**Teks Bacaan:**
Suku Dayak adalah
sebuah entitas masyarakat yang mendiami Pulau Kalimantan. Dari sekian banyak
entitas masyarakat Dayak yang ada, terdapat satu kelompok masyarakat yang
disebut masyarakat Dayak Jawatn. Namun sebelum membahas mengenai masyarakat
Dayak Jawatn, penulis akan terlebih dahulu membahas sedikit menganai penyebutan
nama pulau yang didiami oleh masyarakat, karena ada beberapa nama yang
digunakan untuk menyebut pulau tersebut. Selain itu, penulis juga akan sedikit
membahas mengenai penyebutan kata “Dayak” yang digunakan untuk menamai sebuah
entitas masyarakat yang mendiami Pulau Kalimantan.
(Kampung desa Boti dalam maps)
Borneo atau Kalimantan?
Ada beberapa penamaan
yang digunakan untuk menyebut sebuah pulau nomor dua (luasnya 746.305 km
sedangkan Papua 808.510 km)[1] terbesar
di Indonesia. Ada yang menyebutnya Borneo, Kalimantan, Tanjung Nagara, Pulau
Hujung Tanah dan Pulau Bagawan Bawi Lawu Telo atau Negeri Tempat Tiga Putri.

[Data Tersimpan]

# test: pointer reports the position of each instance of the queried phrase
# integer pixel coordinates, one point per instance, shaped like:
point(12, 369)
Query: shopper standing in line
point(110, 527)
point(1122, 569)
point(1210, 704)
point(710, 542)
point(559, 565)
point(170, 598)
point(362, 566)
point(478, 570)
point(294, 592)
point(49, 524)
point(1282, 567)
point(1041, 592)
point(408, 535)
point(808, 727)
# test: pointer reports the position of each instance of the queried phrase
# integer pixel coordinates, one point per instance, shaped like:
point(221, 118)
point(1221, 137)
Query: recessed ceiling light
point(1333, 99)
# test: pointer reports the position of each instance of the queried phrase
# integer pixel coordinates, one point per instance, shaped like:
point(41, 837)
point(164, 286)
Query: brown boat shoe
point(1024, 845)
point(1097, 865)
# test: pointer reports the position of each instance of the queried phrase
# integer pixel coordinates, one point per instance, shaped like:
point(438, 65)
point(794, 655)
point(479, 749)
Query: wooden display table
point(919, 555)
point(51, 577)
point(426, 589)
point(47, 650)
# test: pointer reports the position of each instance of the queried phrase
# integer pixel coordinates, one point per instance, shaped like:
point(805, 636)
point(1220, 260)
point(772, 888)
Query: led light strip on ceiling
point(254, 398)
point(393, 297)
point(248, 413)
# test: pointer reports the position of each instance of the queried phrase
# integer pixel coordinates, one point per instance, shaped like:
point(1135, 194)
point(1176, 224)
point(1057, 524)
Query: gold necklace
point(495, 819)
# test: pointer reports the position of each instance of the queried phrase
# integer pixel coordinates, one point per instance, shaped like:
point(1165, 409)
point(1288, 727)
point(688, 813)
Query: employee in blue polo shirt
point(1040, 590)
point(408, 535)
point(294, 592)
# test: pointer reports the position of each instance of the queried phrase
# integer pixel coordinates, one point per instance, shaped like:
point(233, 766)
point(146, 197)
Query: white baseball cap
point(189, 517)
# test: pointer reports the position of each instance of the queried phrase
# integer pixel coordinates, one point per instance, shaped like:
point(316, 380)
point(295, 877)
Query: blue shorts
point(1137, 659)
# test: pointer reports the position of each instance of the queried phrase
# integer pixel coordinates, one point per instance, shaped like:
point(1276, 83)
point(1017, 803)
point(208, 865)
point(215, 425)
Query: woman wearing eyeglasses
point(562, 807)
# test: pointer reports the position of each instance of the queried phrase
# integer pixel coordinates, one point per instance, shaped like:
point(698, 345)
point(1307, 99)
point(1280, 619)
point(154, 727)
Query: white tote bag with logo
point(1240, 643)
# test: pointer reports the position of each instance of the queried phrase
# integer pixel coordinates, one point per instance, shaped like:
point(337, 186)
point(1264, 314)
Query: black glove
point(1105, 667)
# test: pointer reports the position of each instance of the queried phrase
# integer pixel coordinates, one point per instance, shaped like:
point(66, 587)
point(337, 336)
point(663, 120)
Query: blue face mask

**Daftar Tugas:**
1. Hitung jumlah baris dalam entri yang memuat string "white", dengan memperhatikan perbedaan huruf besar dan kecil. Tuliskan angkanya saja.
2. Lanjutkan teks tentang Suku Dayak dan penamaan Pulau Kalimantan mulai setelah kalimat terakhirnya.

**Jawaban:**
1. 2

2.
Penyebutan nama
“Borneo” dipelopori oleh bangsa kolonial yang menjelajahi daerah
tersebut. Penggunaan nama Borneo pada waktu itu merujuk pada kerajaan Bruni
atau sekarang disebut Brunei. Sedangkan nama Bruni sendiri mungkin berasal dari
bahasa Sansekerta yang berarti “Tanah” atau “Daerah”. Nama Brunilah yang
menjadi cikal bakal penyebutan nama Borneo untuk seluruh Pulau Kalimantan. Agar
tidak rancu dengan penyebutan kerajaan Bruni, maka kerajaan ini oleh Belanda
diberi nama “Borneo Proper” atau “Borneo Asli”.[2]
Sedangkan penduduk
asli yang mendiami Pulau Kalimantan menyebut daerah mereka berdasarkan pada
wilayah kerajaan. P.J. Veth[3] (1854)
menulis bahwa penduduk Dayak dan Melayu sudah menggunakan nama “Kalimantan”
untuk menyebut wilayahnya. Namun pada waktu itu lebih dikenal penyebutan “Tanah
Kalimantan”, bukan “Pulau Kalimantan” karena penduduk aslinya hanya mengenal
wilayah tempat tinggal mereka. Mereka belum banyak mengetahui daerah yang
mereka diami berbentuk pulau. Walaupun para penduduk di daerah pantai yang
berprofesi sebagai nelayan dan pelaut sudah mengetahui bentuk wilayah mereka
kepulauan.[4]
Sedangkan penyebutan
Tanjung Negara berasal dari kerajaan Majapahit. Kalau penyebutan Pulau Hujung
Tanah dan Begawan Bawi Lawu Telu atau Negeri Tempat Tiga Putri berasal dari
catatan yang dibuat oleh Tjilik Riwut. Kalau ditanya
penyebutan mana yang pas untuk Kalimantan, penulis lebih cenderung menggunakan
pada Kalimantan karena warga lebih familiar dengan nama itu, sedangkan Borneo
dibuat oleh bangsa kolonial.
Dayak
Sebelum membahas
mengenai penggunaan kata “Dayak”[6] untuk
menyebut penduduk lokal non-muslim yang mendiami Pulau Kalimantan, penulis akan
menyajikan persoalan identifikasi etnis dalam studi etnografi. Rousseau (1990)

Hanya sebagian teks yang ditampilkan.